Edward was developing his interest in geology, which had been awakened by talks in Amherst by Amos Eaton while on a lecture tour. In the summer of 1817, he sent mineral samples to Benjamin Silliman, who was at that time establishing the science curriculum at Yale College in New Haven, Connecticut. Encouraged by Silliman’s courteous reply, Edward sent more samples in October, accompanied by a geological map he had made of a section of the Connecticut River Valley. It must have been quite a surprise for Silliman to see such accomplished work coming from this unknown young man. In his letter, Edward introduced Orra as his “assistant” and mentioned her talents as a botanical illustrator and landscape artist.
Silliman was in the process of founding the American Journal of Science, which went on to become the premiere scientific publication in the country for many years. He was impressed with Edward's work and delighted to publish it. However, when he gently turned down as insufficiently scientific a landscape by Orra that Edward hoped to include, Edward, in flustered embarrassment, claimed never to have thought seriously that the drawing would be accepted. He quickly made up for any hint of insult to Orra. The drawing was published instead in Port Folio, a Philadelphia literary magazine, with Edward's description of the view a few pages later. A glowing review of Jacob Bigelow's American Medical Botany appeared in an issue of Port Folio earlier that year, with high praise for the drawings. The review does not single out any drawings identified as Orra's, but it may have been a useful connection.
His relationship with Silliman became most important in Edward's life. After a few months of study in 1818, Silliman awarded Hitchcock an honorary master's degree from Yale. He was a mentor who graciously moved into the role of colleague as Edward's star rose, and a staunch defender when Edward's scientific ideas were ridiculed. They sent greetings to each other's wives in their professional correspondence and occasionally stayed in one another's home (usually Edward at Silliman's) when they needed to meet in person. Their similarity in religious belief further cemented what was for both of them an important professional relationship that, with only one lamentable break, lasted the rest of their lives.

-.-.-

▶ Work request 1:
List every publication the passage about Edward and Silliman names by title.
▶ Work request 2:
Render this sentence from the passage about Edward and Silliman in Spanish: "He was impressed with Edward's work and delighted to publish it."
Rely only on the passage about Edward and Silliman.

-.-.-

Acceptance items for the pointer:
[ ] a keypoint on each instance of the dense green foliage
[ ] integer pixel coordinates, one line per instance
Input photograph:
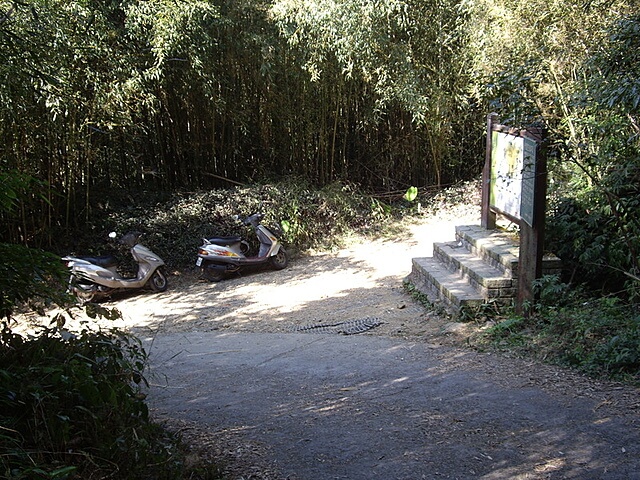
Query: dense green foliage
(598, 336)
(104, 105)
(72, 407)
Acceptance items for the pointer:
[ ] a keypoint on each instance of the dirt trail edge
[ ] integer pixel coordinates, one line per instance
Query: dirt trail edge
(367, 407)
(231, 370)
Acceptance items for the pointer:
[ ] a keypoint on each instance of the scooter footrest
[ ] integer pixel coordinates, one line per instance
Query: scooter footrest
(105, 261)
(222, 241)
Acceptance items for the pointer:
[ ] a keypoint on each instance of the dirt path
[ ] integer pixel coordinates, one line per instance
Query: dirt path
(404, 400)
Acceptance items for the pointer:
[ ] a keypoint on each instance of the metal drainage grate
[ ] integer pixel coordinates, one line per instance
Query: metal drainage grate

-.-.-

▶ Written reply 1:
- American Journal of Science
- Port Folio
- American Medical Botany

▶ Written reply 2:
Estaba impresionado con el trabajo de Edward y encantado de publicarlo.